== Items from a data source ==
----------

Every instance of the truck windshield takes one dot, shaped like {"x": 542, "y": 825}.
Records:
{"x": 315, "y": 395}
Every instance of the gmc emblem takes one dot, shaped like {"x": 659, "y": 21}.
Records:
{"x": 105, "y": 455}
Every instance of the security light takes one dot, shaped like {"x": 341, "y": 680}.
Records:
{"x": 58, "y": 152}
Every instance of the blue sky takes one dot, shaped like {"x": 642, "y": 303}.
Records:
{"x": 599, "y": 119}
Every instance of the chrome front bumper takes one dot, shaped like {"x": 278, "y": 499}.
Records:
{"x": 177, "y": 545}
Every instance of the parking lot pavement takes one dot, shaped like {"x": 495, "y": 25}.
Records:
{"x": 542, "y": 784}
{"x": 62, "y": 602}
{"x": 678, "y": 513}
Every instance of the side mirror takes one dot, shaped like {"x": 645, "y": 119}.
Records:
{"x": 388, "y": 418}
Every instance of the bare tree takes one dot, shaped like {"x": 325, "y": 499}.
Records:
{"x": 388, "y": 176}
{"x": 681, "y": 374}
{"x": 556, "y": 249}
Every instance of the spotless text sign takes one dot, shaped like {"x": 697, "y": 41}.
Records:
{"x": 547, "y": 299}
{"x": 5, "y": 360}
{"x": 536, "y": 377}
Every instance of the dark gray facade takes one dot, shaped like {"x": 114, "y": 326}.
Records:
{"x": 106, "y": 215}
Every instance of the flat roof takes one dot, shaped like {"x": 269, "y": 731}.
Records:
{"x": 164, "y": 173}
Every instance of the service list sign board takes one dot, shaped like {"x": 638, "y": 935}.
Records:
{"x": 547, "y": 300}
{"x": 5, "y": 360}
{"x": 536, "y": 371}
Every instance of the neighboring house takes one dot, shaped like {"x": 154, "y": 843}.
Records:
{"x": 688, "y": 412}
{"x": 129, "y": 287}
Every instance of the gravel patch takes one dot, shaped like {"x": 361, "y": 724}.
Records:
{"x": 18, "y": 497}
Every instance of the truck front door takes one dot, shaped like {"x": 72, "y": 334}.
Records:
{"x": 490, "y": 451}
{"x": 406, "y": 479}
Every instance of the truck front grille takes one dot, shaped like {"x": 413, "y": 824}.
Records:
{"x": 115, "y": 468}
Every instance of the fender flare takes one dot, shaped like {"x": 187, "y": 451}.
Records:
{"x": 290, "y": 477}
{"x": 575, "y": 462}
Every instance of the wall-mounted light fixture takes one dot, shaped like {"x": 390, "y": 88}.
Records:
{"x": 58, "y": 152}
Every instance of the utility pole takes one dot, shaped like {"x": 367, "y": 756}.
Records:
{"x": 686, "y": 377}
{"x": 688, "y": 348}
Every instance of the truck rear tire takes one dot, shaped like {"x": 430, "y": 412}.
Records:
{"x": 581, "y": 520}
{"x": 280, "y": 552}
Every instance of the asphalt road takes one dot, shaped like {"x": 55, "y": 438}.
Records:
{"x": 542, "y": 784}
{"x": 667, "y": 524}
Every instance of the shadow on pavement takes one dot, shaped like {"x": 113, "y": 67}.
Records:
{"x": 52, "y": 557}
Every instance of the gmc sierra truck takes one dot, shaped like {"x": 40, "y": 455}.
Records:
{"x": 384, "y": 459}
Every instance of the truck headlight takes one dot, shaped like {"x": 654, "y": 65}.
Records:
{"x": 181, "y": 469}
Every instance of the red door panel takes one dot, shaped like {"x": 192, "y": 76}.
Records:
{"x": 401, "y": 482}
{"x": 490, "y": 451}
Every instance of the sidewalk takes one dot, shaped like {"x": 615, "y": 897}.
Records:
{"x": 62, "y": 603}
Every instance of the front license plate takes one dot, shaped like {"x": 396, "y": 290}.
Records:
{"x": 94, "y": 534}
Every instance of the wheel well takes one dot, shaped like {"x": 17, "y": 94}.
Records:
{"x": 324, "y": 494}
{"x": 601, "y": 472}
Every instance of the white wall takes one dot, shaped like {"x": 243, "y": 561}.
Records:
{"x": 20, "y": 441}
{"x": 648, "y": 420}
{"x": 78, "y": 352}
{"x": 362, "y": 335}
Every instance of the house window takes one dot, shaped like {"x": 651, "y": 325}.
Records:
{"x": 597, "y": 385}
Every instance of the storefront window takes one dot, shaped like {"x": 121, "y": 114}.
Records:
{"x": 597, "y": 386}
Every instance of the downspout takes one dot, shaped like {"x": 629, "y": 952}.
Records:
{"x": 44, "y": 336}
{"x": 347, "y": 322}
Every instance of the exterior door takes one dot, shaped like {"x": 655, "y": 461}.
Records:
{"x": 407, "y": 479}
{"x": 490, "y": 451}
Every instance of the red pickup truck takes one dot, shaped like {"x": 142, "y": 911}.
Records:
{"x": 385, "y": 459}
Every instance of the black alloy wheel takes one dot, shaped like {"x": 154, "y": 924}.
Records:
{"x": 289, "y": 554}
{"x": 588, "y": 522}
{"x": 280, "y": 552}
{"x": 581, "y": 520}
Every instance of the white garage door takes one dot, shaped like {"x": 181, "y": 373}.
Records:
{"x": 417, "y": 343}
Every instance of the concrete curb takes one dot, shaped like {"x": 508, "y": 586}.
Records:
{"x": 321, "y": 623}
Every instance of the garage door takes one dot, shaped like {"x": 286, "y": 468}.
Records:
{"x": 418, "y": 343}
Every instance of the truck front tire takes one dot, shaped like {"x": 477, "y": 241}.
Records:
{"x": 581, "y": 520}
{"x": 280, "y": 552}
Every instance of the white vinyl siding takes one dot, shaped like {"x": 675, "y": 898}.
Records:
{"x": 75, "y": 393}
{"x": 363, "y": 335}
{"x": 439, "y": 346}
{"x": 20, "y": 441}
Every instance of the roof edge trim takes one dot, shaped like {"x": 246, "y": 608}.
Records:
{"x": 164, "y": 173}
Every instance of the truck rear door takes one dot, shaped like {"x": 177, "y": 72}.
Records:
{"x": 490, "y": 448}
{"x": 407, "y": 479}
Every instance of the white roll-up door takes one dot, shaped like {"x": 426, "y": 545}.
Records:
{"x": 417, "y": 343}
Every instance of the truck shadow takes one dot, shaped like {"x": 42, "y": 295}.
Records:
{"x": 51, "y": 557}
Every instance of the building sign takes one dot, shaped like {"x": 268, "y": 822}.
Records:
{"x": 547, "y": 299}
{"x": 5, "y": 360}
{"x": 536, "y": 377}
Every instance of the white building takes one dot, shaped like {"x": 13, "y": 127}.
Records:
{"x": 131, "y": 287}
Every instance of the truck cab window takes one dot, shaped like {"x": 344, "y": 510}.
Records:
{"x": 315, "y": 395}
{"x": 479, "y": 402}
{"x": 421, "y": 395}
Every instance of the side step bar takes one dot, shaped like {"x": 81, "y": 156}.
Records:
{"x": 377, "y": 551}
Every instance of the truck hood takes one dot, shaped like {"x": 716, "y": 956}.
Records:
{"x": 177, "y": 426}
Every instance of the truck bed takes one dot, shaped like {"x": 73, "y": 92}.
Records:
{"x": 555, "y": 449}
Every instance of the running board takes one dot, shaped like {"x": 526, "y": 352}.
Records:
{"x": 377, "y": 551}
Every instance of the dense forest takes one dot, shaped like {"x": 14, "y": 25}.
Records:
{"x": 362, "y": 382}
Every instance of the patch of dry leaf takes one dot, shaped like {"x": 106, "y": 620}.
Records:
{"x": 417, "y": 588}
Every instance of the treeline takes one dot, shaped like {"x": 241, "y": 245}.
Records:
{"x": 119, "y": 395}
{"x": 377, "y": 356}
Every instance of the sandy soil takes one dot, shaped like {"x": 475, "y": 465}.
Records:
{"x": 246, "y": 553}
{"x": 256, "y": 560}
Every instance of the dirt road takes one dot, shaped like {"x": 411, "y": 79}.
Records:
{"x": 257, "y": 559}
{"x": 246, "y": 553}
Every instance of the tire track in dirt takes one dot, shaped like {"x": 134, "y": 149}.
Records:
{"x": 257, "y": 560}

----------

== WHAT THE EXERCISE ASKS ==
Copy everything from the line containing "Every instance of the tire" down to the end of the listing, renaming "tire track" to "wheel rut" and leaving the rest as it is.

== THE ANSWER ==
Every instance of the wheel rut in dirt takes one dot, shaped like {"x": 134, "y": 149}.
Records:
{"x": 257, "y": 560}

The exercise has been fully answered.